PUBL.- India and Central Asia
Posted by: Scott Levi <scott.levi@louisville.edu>
New Publication
Scott C. Levi, ed., India and Central Asia: Commerce and Culture,
1500-1800 (New Delhi: Oxford University Press, 2007). ISBN:
0195686470. (The volume is currently available from OUP India, and it
will soon be available from OUP in Europe and North America as well.)
Most scholarly works and textbooks characterize the medieval
Indo-Central Asian relationship as more or less unidirectional and
violent, defined by successive waves of aggressive Turko-Afghan
Islamic invasions of a passive Hindu India. They also tend to overlook
the peaceful exchange of people, ideas, and material goods. Departing
from the traditional scholarship, this reader, the eighth in the
Debates in Indian History and Society series, provides new insights
into India's relations with Central Asia between the sixteenth and
nineteenth centuries.
Did India's relationship with Central Asia grow during the period
under consideration or falter? Were cultural or commercial connections
more significant? India and Central Asia raises some important
questions. In an incisive introduction, Scott Levi examines the key
contours of various debates and the changing historiographical
perspectives. He also investigates areas where new issues have
emerged, and others that await further investigation.
The book is divided into two parts. The first section on commercial
relations deals with Mughal-Uzbek relations, trade patterns,
commercial structures, merchant networks, and the Indian diaspora. It
conclusively questions the notion that Indo-Central Asian trade in
this period suffered a general decline. Highlighting active
socio-religious connections, the second part discusses the Central
Asian heritage of the Mughal rulers, Fargana's contacts with India,
and the impact of Central Asian Sufism on Islam in India. It also
explores Perso-Islamic cultural exchanges and cross-fertilization in
the field of literature, painting, religion, and astronomy.
Including contributions from Muzaffar Alam, Stephen Dale, Claude
Markovits, Jo-Ann Gross, Richard Foltz, and Jos Gommans among other,
this reader presents the most ambitious and influential studies on an
emerging subject. It will be a significant reader for students,
scholars, and teachers of Medieval Indian history, particularly for
courses that engage Central Asia, the Mughals and Sufism.
Scott C. Levi is Assistant Professor of Central Asian and Islamic
World History, University of Louisville, USA.

* [Exercise requirements]:
- A) For each statement, answer yes or no according to the book announcement and quote the deciding words: (i) The book has three parts. (ii) The first section disputes the idea that Indo-Central Asian trade declined in general during this period. (iii) The reader is the eighth in the Debates in Indian History and Society series.
- B) Transcribe the book announcement from "Including contributions from" up to and including "Mughals and Sufism.".

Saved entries

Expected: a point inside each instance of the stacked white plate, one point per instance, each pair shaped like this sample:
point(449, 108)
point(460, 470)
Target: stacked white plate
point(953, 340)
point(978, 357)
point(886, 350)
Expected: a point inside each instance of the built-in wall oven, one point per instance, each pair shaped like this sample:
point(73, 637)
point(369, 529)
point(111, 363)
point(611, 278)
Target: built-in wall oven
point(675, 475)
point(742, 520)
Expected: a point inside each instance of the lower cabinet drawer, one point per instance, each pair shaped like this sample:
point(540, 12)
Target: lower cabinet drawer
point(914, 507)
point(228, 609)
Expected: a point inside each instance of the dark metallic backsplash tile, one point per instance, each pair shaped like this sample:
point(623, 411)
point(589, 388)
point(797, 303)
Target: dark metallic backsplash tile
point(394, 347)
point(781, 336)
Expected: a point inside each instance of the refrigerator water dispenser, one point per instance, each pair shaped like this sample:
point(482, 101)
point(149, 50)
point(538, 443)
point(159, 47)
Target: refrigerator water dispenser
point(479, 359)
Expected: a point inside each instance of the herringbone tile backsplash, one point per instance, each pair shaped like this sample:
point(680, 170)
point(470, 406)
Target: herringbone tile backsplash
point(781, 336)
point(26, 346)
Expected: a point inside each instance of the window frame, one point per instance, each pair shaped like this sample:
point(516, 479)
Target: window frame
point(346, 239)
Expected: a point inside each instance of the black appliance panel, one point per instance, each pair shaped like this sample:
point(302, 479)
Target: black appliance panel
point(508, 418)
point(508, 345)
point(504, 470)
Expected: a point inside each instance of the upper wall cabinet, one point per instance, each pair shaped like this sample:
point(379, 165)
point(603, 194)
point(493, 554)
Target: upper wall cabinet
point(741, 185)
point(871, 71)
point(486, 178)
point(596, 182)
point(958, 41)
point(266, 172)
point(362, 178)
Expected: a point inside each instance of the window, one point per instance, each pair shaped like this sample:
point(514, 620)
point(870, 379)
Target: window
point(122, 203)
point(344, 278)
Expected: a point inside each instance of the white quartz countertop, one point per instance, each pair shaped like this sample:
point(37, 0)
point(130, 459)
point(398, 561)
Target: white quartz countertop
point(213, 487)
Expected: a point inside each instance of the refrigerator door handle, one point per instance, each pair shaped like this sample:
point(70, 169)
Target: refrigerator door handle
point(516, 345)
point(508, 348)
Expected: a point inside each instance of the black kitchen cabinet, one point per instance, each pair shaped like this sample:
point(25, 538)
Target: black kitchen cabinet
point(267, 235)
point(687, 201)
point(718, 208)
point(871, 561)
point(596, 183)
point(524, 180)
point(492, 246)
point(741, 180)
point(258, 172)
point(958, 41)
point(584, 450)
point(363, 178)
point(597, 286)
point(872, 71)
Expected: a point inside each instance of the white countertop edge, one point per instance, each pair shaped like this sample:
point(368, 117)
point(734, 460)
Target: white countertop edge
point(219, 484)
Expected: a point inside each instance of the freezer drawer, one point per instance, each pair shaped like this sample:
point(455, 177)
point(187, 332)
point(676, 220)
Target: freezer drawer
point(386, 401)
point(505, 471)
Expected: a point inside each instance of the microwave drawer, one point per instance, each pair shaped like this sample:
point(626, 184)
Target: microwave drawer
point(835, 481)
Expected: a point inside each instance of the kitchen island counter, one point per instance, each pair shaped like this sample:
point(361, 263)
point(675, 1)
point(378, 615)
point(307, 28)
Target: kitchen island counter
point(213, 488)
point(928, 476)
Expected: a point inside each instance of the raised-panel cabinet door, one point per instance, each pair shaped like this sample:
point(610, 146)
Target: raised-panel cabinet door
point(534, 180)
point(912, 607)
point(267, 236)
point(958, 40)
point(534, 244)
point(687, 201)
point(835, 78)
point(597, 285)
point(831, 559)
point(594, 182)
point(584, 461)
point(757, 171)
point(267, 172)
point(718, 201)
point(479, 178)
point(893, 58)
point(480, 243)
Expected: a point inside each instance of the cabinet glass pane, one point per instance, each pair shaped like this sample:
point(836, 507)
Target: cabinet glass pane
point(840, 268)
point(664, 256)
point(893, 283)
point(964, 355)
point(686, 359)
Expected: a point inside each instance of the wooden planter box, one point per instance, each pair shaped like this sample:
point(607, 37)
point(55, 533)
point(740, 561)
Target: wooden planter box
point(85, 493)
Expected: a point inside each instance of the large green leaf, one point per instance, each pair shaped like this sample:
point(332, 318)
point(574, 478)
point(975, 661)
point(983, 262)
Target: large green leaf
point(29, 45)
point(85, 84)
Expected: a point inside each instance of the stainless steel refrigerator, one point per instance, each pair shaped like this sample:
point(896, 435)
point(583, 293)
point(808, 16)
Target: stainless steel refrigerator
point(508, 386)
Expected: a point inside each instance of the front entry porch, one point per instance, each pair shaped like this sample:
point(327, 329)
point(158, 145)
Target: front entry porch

* [Answer section]:
- A)
(i) No: "The book is divided into two parts."
(ii) Yes: "It conclusively questions the notion that Indo-Central Asian trade in this period suffered a general decline."
(iii) Yes: "the eighth in the Debates in Indian History and Society series"

- B)
Including contributions from Muzaffar Alam, Stephen Dale, Claude
Markovits, Jo-Ann Gross, Richard Foltz, and Jos Gommans among other,
this reader presents the most ambitious and influential studies on an
emerging subject. It will be a significant reader for students,
scholars, and teachers of Medieval Indian history, particularly for
courses that engage Central Asia, the Mughals and Sufism.